* **Task description**
In the data below, find the line that contains "Task: each instance of the woman's ear" and the line that contains "[[56, 434], [738, 279], [50, 159], [558, 213]]". Copy both, plus every line between them, exactly.

──────────────────────────────

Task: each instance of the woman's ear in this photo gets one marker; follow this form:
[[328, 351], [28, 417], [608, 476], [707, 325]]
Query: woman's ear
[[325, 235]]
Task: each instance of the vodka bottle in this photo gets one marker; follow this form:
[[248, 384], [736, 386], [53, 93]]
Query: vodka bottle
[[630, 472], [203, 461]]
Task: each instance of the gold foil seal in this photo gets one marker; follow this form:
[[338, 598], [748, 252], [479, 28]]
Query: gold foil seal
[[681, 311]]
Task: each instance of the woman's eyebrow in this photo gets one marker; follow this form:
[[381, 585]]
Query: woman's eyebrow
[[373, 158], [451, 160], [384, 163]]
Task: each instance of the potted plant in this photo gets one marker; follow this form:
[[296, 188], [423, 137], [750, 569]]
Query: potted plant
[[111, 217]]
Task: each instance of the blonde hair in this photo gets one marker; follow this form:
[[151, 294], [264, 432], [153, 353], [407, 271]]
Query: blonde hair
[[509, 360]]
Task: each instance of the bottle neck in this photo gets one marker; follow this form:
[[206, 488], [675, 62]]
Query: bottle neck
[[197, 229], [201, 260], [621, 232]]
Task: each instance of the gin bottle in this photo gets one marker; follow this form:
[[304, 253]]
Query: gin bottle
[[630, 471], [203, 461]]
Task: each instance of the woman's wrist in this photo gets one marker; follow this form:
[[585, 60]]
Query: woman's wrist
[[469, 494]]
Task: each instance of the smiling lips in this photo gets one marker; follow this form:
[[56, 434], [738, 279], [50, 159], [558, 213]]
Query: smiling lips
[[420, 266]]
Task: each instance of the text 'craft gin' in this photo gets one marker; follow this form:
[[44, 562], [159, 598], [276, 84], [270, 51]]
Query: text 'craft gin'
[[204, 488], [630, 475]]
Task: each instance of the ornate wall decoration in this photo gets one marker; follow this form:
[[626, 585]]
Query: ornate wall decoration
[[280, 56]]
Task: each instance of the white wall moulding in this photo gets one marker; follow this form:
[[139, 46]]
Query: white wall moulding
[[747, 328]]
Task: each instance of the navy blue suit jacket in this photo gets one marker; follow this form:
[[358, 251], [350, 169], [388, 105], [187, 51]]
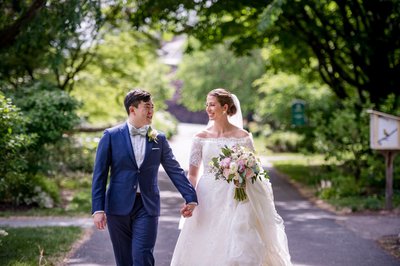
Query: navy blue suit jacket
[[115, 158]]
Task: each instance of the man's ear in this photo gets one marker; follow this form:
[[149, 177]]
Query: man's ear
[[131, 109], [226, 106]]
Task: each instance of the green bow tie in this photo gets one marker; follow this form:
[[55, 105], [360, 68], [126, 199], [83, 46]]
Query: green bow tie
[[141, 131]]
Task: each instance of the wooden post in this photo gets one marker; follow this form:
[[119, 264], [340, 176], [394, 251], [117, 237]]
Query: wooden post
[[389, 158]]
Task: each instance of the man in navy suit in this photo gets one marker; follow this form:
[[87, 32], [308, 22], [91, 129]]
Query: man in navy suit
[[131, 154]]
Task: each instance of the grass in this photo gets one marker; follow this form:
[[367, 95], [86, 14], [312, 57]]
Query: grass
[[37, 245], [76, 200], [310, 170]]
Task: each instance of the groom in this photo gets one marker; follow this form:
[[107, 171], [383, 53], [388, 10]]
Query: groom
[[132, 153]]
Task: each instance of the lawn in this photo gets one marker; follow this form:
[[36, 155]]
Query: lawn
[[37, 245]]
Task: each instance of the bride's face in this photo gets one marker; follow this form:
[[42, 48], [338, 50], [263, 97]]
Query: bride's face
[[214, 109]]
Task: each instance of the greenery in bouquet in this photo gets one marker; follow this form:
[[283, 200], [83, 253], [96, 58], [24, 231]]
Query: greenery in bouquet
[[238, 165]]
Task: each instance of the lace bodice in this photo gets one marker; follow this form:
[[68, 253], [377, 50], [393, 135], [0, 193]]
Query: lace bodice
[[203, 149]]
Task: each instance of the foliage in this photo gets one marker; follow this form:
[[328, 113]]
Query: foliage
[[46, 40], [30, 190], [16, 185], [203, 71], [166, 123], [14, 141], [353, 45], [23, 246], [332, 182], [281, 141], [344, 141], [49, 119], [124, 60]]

──────────────────────────────

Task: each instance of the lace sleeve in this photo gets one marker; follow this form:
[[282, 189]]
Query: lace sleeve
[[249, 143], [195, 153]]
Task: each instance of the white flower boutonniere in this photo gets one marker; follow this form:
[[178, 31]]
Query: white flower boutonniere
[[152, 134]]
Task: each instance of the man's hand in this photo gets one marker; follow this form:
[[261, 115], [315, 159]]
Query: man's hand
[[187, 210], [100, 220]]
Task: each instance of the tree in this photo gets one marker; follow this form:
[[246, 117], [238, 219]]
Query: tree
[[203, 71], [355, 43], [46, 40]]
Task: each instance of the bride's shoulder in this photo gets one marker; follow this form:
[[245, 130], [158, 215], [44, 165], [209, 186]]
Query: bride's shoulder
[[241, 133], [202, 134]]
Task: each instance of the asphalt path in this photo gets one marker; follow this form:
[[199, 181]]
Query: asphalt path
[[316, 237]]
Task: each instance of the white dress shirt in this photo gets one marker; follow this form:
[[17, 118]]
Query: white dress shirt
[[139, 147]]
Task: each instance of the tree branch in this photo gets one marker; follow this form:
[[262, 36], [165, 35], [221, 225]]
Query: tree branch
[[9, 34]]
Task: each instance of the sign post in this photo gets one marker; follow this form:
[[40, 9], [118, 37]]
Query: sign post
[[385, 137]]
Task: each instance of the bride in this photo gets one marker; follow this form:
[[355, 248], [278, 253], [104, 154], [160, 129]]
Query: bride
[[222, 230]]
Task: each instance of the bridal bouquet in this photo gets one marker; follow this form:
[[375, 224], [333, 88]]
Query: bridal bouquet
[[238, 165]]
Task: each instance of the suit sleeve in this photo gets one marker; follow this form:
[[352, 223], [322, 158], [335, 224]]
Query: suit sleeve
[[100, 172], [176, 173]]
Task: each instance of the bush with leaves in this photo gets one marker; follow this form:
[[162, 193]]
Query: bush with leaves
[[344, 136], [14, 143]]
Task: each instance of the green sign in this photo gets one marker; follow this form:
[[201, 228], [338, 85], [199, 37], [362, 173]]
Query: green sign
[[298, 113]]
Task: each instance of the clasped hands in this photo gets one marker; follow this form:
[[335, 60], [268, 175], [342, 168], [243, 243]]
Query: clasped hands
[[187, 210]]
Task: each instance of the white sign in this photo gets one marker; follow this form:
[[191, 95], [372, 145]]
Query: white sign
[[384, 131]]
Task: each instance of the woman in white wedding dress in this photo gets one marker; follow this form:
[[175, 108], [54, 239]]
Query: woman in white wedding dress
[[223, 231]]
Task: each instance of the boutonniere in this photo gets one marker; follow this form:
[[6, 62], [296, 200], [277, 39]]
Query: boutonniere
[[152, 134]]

──────────────────────────────

* **Your response**
Task: each instance of the woman's ear in this photo gets one marker; follow this form:
[[328, 351], [28, 417], [608, 476], [707, 325]]
Query: woman's ear
[[325, 235]]
Task: each instance of the vodka bottle in this photo gets one marker; follow this form:
[[248, 384], [736, 386], [53, 93]]
Query: vodka bottle
[[630, 472], [203, 461]]
Task: each instance of the gold foil seal in this photo gets one marker; follow this form:
[[338, 598], [748, 252], [479, 28]]
Query: gold foil seal
[[681, 311]]
Task: each instance of the woman's eyebrow in this photo gets one marker; follow this form:
[[381, 585]]
Query: woman's eyebrow
[[373, 158], [451, 160], [384, 163]]
Task: each instance of the potted plant in this photo gets one marker; follow this form:
[[296, 188], [423, 137], [750, 569]]
Query: potted plant
[[111, 217]]
Task: each instance of the blonde hair in this photo gets one marker; follow this form:
[[151, 294], [264, 432], [153, 353], [407, 271]]
Query: blonde hair
[[509, 360]]
Task: each instance of the bottle neck in this photo gets one marker; follow this form:
[[206, 488], [675, 62]]
Query: bottle neck
[[197, 229], [201, 260], [621, 232]]
Task: each instance of the gin bottle in this photo gets one marker; follow this form:
[[304, 253]]
Query: gin bottle
[[630, 471], [203, 461]]
Task: each instance of the woman's wrist in this photo gets one marker; follow this form:
[[585, 60]]
Query: woman's wrist
[[469, 494]]
Task: each instance of the smiling lips in this photo gets one marker; follow this form:
[[56, 434], [738, 279], [50, 159], [558, 213]]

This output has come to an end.